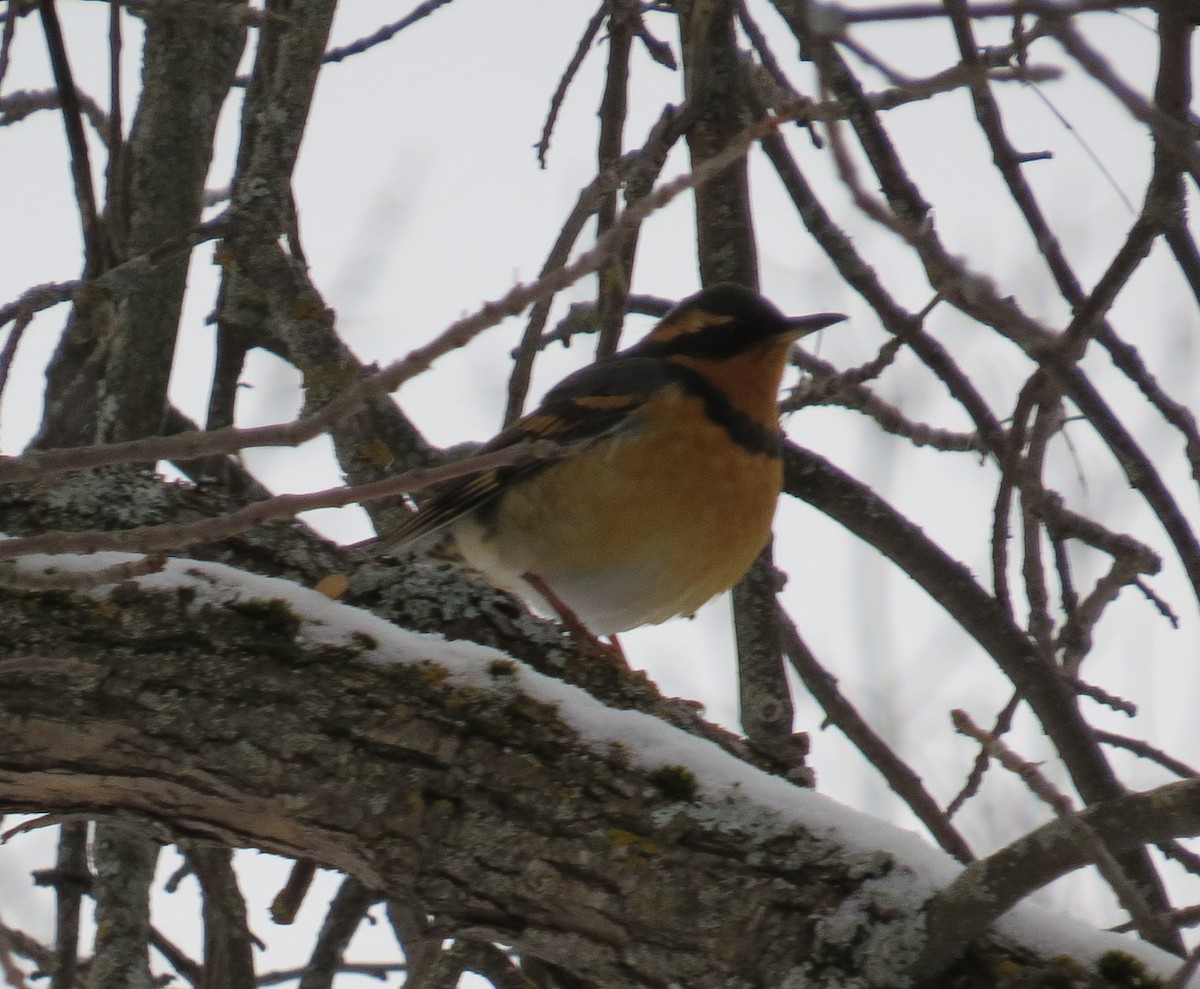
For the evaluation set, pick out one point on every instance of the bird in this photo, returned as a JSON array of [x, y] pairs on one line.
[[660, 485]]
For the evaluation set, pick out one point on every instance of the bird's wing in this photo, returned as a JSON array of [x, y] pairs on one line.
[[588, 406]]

...

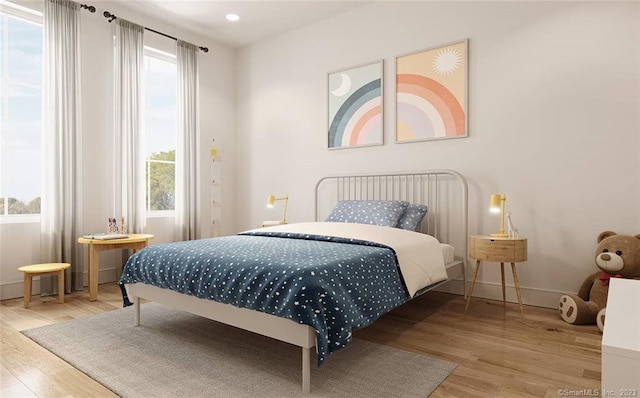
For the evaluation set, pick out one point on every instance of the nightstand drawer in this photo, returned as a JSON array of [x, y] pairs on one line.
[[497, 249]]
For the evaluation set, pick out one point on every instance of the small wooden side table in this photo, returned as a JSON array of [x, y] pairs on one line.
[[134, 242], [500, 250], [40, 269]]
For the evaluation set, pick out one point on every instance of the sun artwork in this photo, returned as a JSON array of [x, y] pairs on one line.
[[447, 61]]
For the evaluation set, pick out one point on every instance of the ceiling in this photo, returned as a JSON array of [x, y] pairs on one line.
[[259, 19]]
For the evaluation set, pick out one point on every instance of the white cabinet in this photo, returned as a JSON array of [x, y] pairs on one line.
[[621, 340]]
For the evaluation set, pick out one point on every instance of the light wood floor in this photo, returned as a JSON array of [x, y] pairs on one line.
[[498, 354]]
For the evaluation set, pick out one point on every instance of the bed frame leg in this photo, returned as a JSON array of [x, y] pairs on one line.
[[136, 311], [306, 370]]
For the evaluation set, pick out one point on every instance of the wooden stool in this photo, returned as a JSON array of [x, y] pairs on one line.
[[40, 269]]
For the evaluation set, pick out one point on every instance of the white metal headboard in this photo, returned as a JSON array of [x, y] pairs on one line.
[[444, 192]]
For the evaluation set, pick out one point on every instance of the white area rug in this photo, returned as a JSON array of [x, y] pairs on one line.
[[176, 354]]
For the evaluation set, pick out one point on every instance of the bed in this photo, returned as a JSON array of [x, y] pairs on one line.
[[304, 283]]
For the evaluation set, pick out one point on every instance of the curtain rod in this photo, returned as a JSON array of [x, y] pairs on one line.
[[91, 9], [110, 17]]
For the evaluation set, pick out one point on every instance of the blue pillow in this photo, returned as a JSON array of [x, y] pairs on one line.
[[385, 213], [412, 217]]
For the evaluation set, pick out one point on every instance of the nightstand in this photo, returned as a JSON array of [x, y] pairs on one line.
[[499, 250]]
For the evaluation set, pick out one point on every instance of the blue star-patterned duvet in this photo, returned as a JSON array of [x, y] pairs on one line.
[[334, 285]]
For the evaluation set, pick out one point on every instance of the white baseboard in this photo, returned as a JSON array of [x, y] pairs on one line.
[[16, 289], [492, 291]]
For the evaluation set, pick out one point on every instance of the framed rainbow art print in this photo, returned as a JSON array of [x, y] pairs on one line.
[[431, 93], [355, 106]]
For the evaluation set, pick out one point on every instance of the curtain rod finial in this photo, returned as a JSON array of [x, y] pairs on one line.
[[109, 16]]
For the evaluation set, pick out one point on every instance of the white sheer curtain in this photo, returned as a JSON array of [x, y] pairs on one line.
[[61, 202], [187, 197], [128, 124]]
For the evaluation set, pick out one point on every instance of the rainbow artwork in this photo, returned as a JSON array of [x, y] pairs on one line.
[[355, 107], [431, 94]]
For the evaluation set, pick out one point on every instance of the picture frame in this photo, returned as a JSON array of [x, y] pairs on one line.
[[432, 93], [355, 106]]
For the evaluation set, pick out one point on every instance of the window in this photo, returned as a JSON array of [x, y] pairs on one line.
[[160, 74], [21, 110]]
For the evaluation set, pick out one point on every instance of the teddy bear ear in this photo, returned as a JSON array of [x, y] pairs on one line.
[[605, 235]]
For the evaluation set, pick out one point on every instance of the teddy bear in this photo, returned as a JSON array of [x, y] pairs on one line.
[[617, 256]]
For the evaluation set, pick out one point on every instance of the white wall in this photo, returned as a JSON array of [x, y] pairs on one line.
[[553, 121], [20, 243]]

...

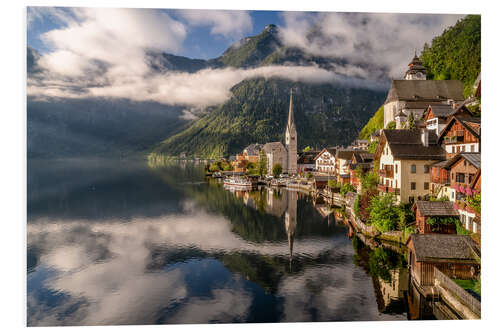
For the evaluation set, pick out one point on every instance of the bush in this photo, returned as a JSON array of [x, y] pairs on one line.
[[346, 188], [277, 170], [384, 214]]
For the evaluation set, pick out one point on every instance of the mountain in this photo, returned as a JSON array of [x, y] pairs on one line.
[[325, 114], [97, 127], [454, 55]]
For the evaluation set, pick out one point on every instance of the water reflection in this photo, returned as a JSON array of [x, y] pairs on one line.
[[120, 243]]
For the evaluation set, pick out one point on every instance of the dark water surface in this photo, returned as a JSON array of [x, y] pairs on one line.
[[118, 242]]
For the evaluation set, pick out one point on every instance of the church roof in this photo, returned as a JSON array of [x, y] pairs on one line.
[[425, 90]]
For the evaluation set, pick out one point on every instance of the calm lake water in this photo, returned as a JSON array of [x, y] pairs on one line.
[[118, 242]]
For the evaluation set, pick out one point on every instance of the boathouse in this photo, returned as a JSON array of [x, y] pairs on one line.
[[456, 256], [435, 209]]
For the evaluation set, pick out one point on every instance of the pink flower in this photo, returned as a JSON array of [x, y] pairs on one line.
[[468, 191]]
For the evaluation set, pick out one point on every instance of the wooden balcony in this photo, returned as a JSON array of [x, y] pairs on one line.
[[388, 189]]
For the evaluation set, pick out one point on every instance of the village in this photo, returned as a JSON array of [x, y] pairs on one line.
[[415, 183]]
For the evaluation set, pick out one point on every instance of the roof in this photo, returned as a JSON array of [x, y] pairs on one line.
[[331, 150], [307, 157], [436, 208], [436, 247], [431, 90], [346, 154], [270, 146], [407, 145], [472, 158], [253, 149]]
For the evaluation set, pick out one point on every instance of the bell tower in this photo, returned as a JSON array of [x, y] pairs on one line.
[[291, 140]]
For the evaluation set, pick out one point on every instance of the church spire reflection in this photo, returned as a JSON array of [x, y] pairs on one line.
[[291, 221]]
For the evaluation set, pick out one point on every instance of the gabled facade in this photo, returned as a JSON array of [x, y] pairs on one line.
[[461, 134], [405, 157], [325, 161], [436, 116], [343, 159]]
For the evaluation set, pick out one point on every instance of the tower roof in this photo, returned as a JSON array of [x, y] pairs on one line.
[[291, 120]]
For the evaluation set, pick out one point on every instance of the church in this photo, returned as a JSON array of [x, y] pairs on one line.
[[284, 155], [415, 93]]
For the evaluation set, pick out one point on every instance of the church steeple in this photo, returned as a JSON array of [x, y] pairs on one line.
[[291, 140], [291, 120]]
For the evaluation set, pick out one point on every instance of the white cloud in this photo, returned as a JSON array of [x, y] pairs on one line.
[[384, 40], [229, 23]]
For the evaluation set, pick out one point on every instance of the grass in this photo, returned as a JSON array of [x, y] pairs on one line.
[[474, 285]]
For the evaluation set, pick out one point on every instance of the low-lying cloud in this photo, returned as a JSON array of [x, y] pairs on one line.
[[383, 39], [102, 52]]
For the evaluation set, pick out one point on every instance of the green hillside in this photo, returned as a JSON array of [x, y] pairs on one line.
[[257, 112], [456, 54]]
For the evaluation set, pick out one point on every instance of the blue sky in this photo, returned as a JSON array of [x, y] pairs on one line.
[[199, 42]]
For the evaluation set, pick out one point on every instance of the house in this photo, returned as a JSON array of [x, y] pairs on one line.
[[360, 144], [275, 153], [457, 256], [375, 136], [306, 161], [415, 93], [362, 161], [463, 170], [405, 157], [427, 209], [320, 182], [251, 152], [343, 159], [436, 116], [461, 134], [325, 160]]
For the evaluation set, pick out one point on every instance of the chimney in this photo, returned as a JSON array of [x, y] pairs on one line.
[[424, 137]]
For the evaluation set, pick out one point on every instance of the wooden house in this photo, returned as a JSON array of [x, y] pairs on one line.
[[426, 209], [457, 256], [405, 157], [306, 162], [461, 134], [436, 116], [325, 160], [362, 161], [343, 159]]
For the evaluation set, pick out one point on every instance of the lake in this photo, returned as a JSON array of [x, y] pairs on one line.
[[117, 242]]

What you are asked to do:
Please reproduce, word for word, the material from the line with "the bird in" up to and including the line with "[[660, 485]]".

Task output:
For the evaluation set, pick out one point on every instance of the bird in this photo, returned as a JSON array of [x, y] pairs on one line.
[[660, 485]]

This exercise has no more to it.